● **What is required**
Lines before the one containing "Instruction set for this micro-task: find glass" are excluded; print that line and every line after it through the end of the material below, exactly.

******

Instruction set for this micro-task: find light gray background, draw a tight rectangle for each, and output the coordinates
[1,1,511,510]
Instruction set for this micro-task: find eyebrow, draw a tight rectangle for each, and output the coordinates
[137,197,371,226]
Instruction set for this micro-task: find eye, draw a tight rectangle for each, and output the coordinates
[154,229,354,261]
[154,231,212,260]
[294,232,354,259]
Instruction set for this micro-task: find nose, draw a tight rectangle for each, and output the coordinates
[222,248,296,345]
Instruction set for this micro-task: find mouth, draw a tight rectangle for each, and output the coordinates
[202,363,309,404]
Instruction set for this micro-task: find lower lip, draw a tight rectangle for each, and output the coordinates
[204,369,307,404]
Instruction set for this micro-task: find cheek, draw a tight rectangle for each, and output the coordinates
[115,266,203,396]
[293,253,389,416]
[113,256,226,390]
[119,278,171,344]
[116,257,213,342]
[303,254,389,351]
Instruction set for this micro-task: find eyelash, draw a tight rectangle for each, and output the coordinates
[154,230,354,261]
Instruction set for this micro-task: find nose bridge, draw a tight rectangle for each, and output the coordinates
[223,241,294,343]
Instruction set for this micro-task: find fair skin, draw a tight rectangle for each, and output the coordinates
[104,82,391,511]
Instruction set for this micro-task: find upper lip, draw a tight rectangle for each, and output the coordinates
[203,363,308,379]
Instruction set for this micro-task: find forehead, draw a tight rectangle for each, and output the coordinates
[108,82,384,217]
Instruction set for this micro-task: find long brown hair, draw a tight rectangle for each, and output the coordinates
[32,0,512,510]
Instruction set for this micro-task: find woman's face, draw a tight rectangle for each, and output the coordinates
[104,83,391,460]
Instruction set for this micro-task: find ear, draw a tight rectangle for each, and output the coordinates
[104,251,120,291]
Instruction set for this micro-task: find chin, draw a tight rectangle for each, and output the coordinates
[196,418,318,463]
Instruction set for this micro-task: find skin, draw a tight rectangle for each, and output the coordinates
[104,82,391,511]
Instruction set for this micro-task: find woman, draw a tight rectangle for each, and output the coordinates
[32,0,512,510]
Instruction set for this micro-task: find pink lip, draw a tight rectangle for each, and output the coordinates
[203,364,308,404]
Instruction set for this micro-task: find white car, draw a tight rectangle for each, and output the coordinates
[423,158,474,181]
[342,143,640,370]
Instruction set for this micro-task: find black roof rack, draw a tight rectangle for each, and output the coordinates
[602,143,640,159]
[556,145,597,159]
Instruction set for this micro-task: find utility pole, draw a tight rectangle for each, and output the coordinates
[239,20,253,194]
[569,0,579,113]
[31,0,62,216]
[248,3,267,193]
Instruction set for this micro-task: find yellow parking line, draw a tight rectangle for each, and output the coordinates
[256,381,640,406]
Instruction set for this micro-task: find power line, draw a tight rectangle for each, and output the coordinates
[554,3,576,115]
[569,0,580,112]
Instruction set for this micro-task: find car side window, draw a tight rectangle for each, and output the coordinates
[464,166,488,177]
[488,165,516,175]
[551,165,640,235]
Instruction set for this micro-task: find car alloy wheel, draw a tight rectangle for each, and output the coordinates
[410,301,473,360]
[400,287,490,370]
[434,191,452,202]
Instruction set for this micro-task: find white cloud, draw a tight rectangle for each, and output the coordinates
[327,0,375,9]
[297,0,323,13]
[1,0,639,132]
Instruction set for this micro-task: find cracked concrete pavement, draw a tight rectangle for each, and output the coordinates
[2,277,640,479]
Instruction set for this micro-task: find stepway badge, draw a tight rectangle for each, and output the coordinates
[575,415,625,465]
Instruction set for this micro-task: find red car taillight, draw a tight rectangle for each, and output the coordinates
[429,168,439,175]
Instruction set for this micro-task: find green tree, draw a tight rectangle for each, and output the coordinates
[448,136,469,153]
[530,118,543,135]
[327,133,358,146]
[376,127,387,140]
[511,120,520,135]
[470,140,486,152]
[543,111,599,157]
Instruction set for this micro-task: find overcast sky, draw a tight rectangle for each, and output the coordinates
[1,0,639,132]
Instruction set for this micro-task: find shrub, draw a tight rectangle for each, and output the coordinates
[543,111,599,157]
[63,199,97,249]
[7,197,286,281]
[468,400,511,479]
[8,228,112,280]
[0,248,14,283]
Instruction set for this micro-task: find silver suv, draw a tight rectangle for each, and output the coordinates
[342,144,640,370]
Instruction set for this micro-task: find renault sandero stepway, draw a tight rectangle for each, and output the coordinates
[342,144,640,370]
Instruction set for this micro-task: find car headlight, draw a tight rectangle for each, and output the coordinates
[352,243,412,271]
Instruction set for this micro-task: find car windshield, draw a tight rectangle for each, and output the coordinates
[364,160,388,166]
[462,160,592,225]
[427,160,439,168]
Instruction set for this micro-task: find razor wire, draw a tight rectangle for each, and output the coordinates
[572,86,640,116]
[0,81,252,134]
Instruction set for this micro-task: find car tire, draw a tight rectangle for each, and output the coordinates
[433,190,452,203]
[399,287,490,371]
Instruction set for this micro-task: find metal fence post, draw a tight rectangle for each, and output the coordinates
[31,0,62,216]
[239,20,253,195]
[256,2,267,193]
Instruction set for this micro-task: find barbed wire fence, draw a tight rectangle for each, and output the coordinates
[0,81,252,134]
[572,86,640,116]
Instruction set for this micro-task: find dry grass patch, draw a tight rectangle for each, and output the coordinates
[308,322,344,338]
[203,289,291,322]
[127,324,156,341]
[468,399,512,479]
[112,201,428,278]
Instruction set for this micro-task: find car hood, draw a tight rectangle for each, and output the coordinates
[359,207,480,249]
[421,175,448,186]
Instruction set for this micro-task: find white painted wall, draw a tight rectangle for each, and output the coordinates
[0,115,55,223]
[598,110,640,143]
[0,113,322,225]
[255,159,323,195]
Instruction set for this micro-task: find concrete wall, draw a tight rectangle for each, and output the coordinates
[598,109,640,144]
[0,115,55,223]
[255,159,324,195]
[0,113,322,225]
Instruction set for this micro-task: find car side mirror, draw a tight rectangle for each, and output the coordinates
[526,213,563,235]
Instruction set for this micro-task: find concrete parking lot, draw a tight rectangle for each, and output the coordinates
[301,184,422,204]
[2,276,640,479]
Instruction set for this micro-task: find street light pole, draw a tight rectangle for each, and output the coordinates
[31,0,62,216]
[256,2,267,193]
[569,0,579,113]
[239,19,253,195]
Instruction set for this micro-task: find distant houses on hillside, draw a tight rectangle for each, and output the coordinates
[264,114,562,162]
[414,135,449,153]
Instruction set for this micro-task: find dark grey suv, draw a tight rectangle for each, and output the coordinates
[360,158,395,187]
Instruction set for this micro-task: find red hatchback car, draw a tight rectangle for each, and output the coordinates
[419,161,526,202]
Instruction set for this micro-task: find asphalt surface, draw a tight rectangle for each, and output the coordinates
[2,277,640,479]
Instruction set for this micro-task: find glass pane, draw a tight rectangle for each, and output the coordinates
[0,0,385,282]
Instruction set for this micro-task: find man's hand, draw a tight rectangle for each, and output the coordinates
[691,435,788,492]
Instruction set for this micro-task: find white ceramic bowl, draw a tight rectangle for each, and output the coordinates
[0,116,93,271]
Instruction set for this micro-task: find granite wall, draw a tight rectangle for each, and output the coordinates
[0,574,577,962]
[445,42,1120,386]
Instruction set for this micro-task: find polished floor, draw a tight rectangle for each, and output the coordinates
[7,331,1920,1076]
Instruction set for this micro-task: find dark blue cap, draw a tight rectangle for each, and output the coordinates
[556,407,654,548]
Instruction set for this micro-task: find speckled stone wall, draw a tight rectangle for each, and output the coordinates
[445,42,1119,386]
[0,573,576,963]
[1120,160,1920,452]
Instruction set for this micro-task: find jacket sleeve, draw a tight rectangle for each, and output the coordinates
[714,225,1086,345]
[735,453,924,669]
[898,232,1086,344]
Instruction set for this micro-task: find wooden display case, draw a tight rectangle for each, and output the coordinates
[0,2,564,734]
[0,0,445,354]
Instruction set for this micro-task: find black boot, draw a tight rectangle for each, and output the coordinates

******

● **Result of the task**
Instruction set for this micro-task: find glass pane, draw a tight rectangle for each, and output the coordinates
[0,0,385,282]
Instruction set for this micro-task: find man's hand, draw a tight rectangle for each, and output the coordinates
[691,435,788,492]
Instruction set for this micro-task: find white ceramic bowl, draw a tight rectangle for each, and output the coordinates
[0,116,93,271]
Instruction set for this micro-task: find granite wall, draw a tight rectangle for each, and output the coordinates
[0,574,577,962]
[445,42,1120,386]
Instruction set for this micro-task: find polished floor, draw a tight rectangle for each, and output the coordinates
[7,331,1920,1076]
Instruction set for this micro-task: find dark blue cap, draw a tight rectangle for each, and output the coordinates
[556,407,654,548]
Instruction set for this micro-task: find speckled stone wall, draw a tight rectangle for each, and output the coordinates
[445,42,1119,386]
[0,573,576,963]
[1120,160,1920,452]
Instruction set for this micro-task: find jacket sleeve, draw a tight rectangle for each, and output the coordinates
[714,225,1086,345]
[735,453,924,669]
[898,232,1086,344]
Instruction set for this micro-task: find wooden display case, draw a tight rectangle for each, and output the coordinates
[0,2,564,734]
[0,0,445,354]
Instruction set for this micro-task: find black boot, draw a tight rectangle for each, and output the coordinates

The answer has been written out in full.